_Exercise prompt_. Pictures do not belong in your copy. Repeat all the other data exactly.

_Data excerpts_.
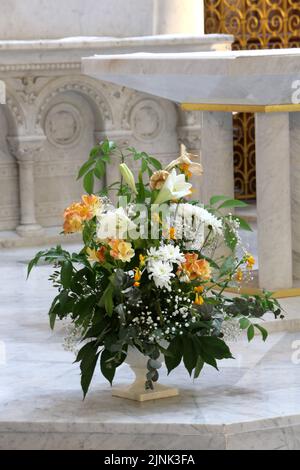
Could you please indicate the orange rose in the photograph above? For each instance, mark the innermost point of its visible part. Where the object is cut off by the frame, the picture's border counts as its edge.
(92, 202)
(121, 250)
(77, 213)
(73, 222)
(97, 256)
(195, 268)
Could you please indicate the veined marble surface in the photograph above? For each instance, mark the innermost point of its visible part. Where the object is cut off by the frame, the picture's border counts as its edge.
(225, 77)
(2, 92)
(253, 402)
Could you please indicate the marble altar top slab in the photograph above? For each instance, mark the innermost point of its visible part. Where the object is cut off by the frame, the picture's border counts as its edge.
(2, 92)
(253, 402)
(257, 77)
(71, 49)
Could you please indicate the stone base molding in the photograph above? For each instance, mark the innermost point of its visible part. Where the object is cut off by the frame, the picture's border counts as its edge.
(27, 150)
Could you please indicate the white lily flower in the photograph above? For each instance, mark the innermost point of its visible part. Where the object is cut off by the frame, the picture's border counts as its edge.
(128, 177)
(114, 224)
(185, 159)
(175, 187)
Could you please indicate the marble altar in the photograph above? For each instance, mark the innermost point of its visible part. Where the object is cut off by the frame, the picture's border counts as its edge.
(220, 83)
(252, 403)
(54, 115)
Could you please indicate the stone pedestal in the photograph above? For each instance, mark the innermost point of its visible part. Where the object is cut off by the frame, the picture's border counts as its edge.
(295, 189)
(178, 16)
(273, 200)
(2, 92)
(26, 149)
(216, 155)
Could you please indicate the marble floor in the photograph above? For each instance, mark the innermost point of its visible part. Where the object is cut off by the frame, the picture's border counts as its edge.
(252, 403)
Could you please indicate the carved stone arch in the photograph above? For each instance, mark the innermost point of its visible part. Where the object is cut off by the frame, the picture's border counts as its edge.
(87, 88)
(15, 114)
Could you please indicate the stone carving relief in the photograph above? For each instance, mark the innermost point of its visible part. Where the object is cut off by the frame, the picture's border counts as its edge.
(63, 125)
(81, 87)
(147, 120)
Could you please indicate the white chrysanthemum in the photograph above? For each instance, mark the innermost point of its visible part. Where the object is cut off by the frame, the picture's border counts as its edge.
(114, 224)
(200, 216)
(153, 253)
(171, 254)
(161, 273)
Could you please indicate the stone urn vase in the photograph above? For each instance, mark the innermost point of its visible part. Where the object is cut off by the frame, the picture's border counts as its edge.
(136, 391)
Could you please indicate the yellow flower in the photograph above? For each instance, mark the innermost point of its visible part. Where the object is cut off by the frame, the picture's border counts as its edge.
(158, 179)
(142, 260)
(250, 261)
(239, 275)
(75, 216)
(172, 233)
(137, 277)
(195, 268)
(199, 289)
(121, 250)
(199, 300)
(97, 256)
(185, 168)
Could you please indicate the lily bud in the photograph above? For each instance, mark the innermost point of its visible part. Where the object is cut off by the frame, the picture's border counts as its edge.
(128, 177)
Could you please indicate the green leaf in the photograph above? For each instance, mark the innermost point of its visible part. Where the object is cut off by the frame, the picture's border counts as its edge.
(199, 367)
(215, 199)
(244, 323)
(189, 354)
(263, 331)
(52, 312)
(230, 238)
(88, 182)
(155, 163)
(250, 333)
(174, 356)
(108, 369)
(144, 166)
(107, 299)
(243, 224)
(227, 266)
(35, 261)
(88, 358)
(99, 170)
(232, 203)
(66, 274)
(85, 167)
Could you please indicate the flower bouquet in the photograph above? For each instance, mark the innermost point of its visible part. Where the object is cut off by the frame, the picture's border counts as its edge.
(153, 271)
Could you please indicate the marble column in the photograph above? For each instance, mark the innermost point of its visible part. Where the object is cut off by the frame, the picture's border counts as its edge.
(273, 200)
(122, 139)
(26, 150)
(217, 155)
(295, 189)
(189, 133)
(2, 92)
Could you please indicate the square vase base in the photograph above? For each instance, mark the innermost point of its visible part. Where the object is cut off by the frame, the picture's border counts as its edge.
(140, 394)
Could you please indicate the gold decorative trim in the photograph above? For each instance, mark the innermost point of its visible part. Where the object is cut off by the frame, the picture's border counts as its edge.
(241, 108)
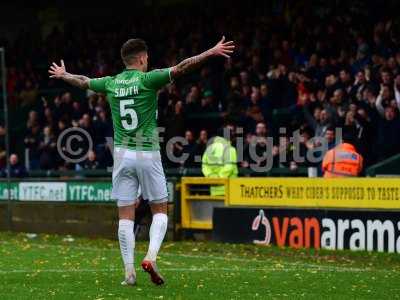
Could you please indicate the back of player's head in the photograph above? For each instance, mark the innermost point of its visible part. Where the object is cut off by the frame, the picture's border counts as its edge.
(131, 48)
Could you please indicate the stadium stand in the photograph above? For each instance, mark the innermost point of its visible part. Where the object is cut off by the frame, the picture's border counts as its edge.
(313, 72)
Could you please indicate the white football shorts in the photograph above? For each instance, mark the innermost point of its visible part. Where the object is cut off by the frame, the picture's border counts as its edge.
(135, 173)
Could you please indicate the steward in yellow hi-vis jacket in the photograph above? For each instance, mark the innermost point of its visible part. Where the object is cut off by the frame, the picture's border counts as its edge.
(219, 161)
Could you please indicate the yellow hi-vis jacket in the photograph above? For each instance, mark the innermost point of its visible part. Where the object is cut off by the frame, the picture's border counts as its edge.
(219, 161)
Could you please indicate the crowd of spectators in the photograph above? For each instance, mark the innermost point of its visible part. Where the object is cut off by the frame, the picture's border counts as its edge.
(311, 73)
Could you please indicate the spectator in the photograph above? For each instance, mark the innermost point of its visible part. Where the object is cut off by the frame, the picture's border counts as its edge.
(47, 148)
(200, 147)
(388, 134)
(343, 160)
(32, 142)
(16, 168)
(220, 160)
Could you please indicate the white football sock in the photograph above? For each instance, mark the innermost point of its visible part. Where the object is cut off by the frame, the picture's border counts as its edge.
(127, 244)
(158, 229)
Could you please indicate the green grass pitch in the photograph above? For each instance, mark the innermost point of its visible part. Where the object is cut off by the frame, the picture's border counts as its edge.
(57, 267)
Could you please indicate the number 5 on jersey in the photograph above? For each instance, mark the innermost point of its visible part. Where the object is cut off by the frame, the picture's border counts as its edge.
(126, 111)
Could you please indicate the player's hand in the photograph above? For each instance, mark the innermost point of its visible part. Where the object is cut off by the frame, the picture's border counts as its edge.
(57, 71)
(223, 48)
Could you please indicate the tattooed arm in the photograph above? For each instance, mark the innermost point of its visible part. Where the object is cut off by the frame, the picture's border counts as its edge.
(221, 49)
(59, 72)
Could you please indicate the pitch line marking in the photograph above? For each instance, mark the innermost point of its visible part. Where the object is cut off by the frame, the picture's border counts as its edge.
(211, 257)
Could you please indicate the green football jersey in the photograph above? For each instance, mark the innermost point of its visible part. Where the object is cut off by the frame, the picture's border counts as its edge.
(132, 96)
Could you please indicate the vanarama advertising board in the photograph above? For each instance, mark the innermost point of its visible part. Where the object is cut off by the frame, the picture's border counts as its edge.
(371, 193)
(309, 228)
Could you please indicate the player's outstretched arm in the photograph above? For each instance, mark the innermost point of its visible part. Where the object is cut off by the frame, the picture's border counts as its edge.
(221, 49)
(59, 72)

_Output of the task_.
Could you please indicate the orange rose in the photograph above? For each instance, mark the innermost point of its visible part. Where the object is cut off by the frame, the picture's border counts as its edge.
(92, 202)
(121, 250)
(77, 213)
(73, 222)
(97, 256)
(195, 268)
Could you please indicate the veined marble surface in the photograph above? For each instance, mark the innermost point of its visible part. Where the object is cut off by the frame, the picture's border counts as its edge.
(225, 77)
(2, 92)
(253, 402)
Could you please indicate the marble altar top slab in the photograph above? For each instance, mark the innermost point of its visible part. Where the object is cut off by the frame, the picture's border counts as its edge.
(2, 92)
(253, 402)
(257, 77)
(71, 49)
Could you please indicate the stone base molding in the photograph above? For each instance, mark the innermost point of its visible part. Where the object is cut off by the frame, the picture's border counts as its edge.
(27, 150)
Could you please indicate the white lily flower in the photograph above? For each instance, mark the innermost point of its visible part. Where the object is cut off by the frame, the picture's border counts as its edge.
(128, 177)
(114, 224)
(185, 159)
(175, 187)
Could you please indicate the marble altar in the photograph above? For each instance, mark the innermost point of its visible part. Where the object is cut off by the frame, the picture's border counts as its edge.
(220, 83)
(252, 403)
(54, 115)
Could you please indicate the stone pedestal in the photograph above? For each instance, mark the innermost point of its visible part. Where the object is cut off by the frame, the picture's border counts as its edge.
(295, 189)
(178, 16)
(273, 200)
(2, 92)
(26, 149)
(216, 155)
Could you please indicate the marble floor in the photograph above? For each instance, mark the innermost point of its visible part. Where the object is cut off by the frame, the picture's border counts as its edge.
(252, 403)
Could you please indicate the carved stone arch in the photograph above? For each instance, mark the innermost point of its visible part. Where the object is cut off by the frame, the picture's border counts as its edge.
(87, 88)
(15, 114)
Could you please indicate the stone carving relief in the photograph above? For each instance, mark the innermost point of its visible part. Where the object is cut off by the frame, the picture's border counts as its edge.
(63, 125)
(81, 87)
(147, 120)
Could you please indicate the white chrysanthemum in the photograph above? For each instance, mark the innermost point of its visible part. Where the object is cut off by the frame, the picture's border counts as its edge.
(114, 224)
(200, 216)
(153, 253)
(171, 254)
(161, 273)
Could you please indicate the stone urn vase in the photograph above? For each instance, mark the innermost point of its visible part. Where the object is cut off by the frame, the picture's border counts as its edge.
(136, 391)
Could you please indicate the yellow flower in the photograph above? For each instance, mark the innermost point of its visible part. Where the object is cut off by the frame, the picture's border counts as its edge.
(158, 179)
(142, 260)
(250, 261)
(239, 275)
(75, 216)
(172, 233)
(137, 277)
(195, 268)
(199, 289)
(121, 250)
(199, 300)
(97, 256)
(185, 168)
Could you please indicate the lily bud in the photograph above? For each instance, mark the innermost point of its visible part. Where the object is cut off by the frame, the picture's border counts as its edge.
(128, 177)
Could you please indicate the green leaf in the photograph above? For each instance, mark the innermost point of its visible part. Where the object is cut off by the frame, the picture's border counts as its edge.
(199, 367)
(215, 199)
(244, 323)
(189, 354)
(263, 331)
(52, 312)
(230, 238)
(88, 182)
(155, 163)
(250, 333)
(174, 356)
(108, 369)
(144, 166)
(107, 299)
(243, 224)
(227, 266)
(35, 261)
(88, 358)
(99, 170)
(232, 203)
(66, 274)
(85, 167)
Could you please indicate the flower bouquet in the photograph above? For each instance, mark the innermost point of its visible part. Where the object is cut off by the frame, the picture's border counts as its edge.
(153, 271)
Could you please indicate the marble column in the photograph above? For each instance, mark the innermost point of its visible part. Where the object is cut off by the frame, the picture's border counts as its edge.
(273, 200)
(122, 139)
(26, 150)
(217, 155)
(295, 189)
(189, 133)
(2, 92)
Could you please indicate the square vase base in the photograph above? For each instance, mark the innermost point of its visible part. Where the object is cut off by the frame, the picture's border counts as its edge.
(140, 394)
Could you please indicate the gold decorative trim in the photograph above? For each instance, mark the innermost point of its visible part. Where the object is cut off by the frame, the picture's border counts as its edge.
(241, 108)
Could you please indicate the back of player's head in the photograph above? For each instance, mark the innermost point of its visible part. Where the object is cut off by the frame, the picture's border counts as its edge.
(131, 48)
Could you please indicate the stadium stand in the photograph above? For each instance, mark the innermost point of its visible part. Where the object is cut off by the frame, the picture's border counts as its edge.
(313, 72)
Could you please indicate the white football shorts in the photograph above? For each instance, mark the innermost point of its visible part. Where the object is cut off by the frame, the picture's border counts as its edge.
(135, 173)
Could you please indicate the steward in yellow hi-vis jacket in the photograph above? For each instance, mark the innermost point of its visible part. Where the object is cut off by the frame, the picture's border counts as its edge.
(219, 161)
Could you please indicate the yellow hi-vis jacket in the photograph above? For each instance, mark the innermost point of its visible part. Where the object is cut off by the frame, the picture's border counts as its edge.
(219, 161)
Could you please indicate the crowd of spectators in the photograph above? For each instance, mark the innermost point of its visible part. Where the object is cut off by the frame, the picture's border counts as its edge.
(311, 73)
Could you please indicate the spectator in the photograph above? For each instance, mark the innermost point of its visible part. Where the object is cut off by the frame, the picture's border counts as its edge.
(47, 148)
(200, 147)
(388, 134)
(343, 160)
(32, 142)
(16, 168)
(220, 160)
Could you please indicate the white football sock in the photograph above? For each instance, mark the innermost point of its visible part. Where the object is cut off by the frame, the picture's border counts as its edge.
(127, 244)
(158, 229)
Could you please indicate the green grass pitch in the photograph above? For each instance, mark the innermost point of its visible part. Where the object is cut off by the frame, the picture's border counts as its edge.
(57, 267)
Could you please indicate the number 5 on jersey in the photograph above? For each instance, mark the innermost point of its visible part. Where the object is cut off by the frame, the picture's border counts as its edge.
(126, 111)
Could you please indicate the player's hand in the photograph above? For each instance, mark the innermost point of its visible part. Where the object is cut off by the frame, the picture's border counts as its edge.
(57, 71)
(223, 48)
Could you please indicate the tattooed arm in the photograph above? For each instance, mark the innermost point of its visible part. Where the object is cut off by the frame, the picture's border counts as its edge.
(221, 49)
(59, 72)
Could you please indicate the pitch line marking in the photograph above? For each instance, mark the innermost point of its visible part. Where the object is cut off by the frame, the picture's border counts as its edge.
(211, 257)
Could you please indicate the green football jersey in the photograph above? For each instance, mark the innermost point of its visible part. Where the object is cut off by the frame, the picture's border counts as its edge.
(132, 96)
Could you please indicate the vanarama advertising board in the photograph above? For each instance, mark the innermost point of its visible part. Where the object is cut off by the frame, the picture's border counts as its edge.
(371, 193)
(309, 228)
Could you please indicate the player's outstretched arm in the photograph above? For each instance, mark the innermost point of its visible part. Where the object is cut off by the frame, the picture's border counts as its edge.
(221, 49)
(59, 72)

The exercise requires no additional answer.